### WHAT YOU HAVE TO DO
Repeat every line of the rows from their start through the line containing "x=185, y=171", both ends included and requests kept. Scale only the coordinates in the answers by 1.7, rounding each to a whole number with halves going up.

### DATA SECTION
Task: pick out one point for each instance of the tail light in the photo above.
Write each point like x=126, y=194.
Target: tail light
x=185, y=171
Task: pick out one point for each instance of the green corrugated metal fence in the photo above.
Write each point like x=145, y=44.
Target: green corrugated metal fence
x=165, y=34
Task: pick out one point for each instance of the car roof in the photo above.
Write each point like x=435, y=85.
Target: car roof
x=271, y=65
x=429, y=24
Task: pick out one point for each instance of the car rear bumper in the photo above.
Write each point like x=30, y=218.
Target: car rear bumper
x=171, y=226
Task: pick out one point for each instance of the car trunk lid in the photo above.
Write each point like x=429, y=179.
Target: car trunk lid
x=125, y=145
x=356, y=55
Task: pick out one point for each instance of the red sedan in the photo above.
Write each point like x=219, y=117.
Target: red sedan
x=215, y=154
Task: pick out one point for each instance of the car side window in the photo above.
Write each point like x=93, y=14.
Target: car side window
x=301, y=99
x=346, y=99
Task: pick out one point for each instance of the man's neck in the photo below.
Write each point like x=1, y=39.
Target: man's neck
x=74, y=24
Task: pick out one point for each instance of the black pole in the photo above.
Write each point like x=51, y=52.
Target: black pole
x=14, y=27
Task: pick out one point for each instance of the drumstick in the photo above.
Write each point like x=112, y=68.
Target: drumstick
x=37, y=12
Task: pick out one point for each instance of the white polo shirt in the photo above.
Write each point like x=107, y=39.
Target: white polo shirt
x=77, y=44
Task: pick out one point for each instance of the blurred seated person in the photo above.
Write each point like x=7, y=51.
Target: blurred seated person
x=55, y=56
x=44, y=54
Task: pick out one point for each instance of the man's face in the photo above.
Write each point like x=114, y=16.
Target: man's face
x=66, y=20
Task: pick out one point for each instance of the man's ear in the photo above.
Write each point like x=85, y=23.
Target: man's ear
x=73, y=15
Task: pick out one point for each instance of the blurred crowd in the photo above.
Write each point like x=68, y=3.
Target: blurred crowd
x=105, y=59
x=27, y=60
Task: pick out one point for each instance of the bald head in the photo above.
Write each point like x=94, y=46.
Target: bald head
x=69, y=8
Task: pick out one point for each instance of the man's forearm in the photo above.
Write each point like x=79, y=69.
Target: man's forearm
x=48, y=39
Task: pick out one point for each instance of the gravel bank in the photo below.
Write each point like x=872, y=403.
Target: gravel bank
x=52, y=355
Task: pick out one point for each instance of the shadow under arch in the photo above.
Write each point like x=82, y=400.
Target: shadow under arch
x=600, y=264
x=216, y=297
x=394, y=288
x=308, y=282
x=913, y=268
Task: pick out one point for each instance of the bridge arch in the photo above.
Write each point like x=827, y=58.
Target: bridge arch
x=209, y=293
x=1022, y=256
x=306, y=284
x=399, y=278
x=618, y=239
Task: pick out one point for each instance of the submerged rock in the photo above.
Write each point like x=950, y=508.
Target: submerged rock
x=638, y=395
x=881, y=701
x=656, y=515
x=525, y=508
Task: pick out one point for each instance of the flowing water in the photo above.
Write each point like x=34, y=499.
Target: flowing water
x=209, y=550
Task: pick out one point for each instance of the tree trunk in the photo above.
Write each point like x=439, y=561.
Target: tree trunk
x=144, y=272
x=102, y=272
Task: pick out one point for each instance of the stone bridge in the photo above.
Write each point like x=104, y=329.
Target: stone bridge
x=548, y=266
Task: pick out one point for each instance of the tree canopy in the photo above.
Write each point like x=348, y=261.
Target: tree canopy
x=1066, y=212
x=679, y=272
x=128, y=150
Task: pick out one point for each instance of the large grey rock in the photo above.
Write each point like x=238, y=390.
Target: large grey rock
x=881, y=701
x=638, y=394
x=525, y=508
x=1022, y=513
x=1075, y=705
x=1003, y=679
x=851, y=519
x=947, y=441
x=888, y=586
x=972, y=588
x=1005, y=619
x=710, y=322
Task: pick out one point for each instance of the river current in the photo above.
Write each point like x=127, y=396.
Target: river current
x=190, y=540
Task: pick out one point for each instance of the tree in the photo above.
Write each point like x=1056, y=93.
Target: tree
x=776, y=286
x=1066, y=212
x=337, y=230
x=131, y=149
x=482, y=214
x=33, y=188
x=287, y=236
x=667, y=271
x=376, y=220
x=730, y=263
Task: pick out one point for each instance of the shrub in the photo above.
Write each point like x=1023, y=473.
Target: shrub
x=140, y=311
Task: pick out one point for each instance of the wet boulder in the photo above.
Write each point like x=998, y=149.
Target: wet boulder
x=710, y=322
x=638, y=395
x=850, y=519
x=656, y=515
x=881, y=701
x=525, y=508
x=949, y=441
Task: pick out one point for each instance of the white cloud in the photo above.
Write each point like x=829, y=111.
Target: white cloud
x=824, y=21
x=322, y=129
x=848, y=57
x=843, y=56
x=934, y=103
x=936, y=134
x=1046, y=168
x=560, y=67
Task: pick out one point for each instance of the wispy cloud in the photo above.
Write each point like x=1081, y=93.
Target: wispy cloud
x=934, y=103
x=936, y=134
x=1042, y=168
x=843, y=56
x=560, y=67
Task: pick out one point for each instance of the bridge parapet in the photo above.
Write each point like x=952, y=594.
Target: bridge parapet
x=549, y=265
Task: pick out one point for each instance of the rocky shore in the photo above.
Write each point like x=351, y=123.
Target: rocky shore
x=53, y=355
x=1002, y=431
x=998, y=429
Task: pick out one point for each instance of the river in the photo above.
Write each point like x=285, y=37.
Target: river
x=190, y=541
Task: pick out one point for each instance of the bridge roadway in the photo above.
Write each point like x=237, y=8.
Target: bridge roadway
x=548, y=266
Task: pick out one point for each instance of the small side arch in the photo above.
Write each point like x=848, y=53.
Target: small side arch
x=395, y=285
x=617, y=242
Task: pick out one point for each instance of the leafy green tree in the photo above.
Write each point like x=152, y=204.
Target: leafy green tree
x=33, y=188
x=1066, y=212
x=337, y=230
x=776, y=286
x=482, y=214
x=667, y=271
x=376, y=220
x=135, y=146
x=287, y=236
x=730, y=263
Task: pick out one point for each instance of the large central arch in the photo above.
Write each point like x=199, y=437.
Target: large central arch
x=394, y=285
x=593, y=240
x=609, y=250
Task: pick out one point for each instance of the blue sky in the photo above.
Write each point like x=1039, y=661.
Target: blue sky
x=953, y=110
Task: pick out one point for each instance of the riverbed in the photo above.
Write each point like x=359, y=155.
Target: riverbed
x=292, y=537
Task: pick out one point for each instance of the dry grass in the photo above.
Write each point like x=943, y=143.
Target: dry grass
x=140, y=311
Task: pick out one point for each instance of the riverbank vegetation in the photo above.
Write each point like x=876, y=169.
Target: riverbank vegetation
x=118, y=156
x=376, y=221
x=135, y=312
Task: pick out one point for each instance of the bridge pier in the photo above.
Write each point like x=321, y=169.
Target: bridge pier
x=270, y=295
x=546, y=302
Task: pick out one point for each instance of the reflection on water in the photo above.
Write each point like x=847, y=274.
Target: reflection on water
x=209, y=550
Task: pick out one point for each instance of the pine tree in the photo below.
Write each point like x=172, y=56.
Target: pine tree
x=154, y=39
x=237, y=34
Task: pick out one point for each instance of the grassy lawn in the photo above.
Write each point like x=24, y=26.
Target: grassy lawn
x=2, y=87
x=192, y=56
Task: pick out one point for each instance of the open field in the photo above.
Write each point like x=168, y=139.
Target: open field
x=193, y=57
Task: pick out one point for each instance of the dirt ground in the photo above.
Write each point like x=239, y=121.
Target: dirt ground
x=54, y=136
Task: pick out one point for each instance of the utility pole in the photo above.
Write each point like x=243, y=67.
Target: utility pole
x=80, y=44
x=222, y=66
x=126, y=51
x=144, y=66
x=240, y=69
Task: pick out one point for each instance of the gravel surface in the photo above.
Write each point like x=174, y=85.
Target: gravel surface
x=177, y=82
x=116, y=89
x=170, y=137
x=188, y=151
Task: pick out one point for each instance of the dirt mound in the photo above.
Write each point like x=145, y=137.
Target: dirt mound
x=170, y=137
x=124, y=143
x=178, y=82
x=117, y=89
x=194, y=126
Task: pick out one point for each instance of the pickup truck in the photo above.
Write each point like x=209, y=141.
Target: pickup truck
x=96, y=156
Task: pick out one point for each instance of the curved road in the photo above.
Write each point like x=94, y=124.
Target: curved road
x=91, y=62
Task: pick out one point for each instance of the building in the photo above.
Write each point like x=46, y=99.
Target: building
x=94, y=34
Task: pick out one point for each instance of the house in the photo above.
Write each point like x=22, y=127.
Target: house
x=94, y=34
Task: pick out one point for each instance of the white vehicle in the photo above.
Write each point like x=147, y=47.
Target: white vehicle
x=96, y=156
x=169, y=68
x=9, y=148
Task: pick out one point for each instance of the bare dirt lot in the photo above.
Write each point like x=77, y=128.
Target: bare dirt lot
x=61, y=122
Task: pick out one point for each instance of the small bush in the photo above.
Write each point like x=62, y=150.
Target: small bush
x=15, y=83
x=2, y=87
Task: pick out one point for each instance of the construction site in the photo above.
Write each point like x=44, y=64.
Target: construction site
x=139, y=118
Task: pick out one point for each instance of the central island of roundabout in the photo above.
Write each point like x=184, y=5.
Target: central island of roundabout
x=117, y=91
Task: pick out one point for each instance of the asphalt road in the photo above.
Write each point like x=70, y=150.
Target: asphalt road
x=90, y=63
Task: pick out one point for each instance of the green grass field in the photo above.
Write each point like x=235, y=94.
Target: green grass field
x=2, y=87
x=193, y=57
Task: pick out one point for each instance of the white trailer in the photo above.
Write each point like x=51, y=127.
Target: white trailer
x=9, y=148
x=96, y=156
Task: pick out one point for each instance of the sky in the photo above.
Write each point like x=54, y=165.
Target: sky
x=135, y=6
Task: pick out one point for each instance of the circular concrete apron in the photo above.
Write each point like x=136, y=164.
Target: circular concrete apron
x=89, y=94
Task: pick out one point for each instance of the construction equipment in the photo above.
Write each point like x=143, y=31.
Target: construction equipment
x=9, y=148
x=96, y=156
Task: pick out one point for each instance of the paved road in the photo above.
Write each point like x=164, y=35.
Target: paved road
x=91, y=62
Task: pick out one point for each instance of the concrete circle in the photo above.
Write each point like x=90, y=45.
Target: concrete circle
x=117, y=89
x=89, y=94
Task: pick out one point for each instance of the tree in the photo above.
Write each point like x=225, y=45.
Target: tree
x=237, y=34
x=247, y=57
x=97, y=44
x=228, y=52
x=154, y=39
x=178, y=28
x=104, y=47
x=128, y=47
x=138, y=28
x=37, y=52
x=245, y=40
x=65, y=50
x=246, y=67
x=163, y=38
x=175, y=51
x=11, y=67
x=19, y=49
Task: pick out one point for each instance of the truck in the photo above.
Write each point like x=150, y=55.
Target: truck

### TASK RESULT
Task: pick out one point for each instance of the tail light in the photo above.
Write each point like x=126, y=194.
Target: tail light
x=315, y=291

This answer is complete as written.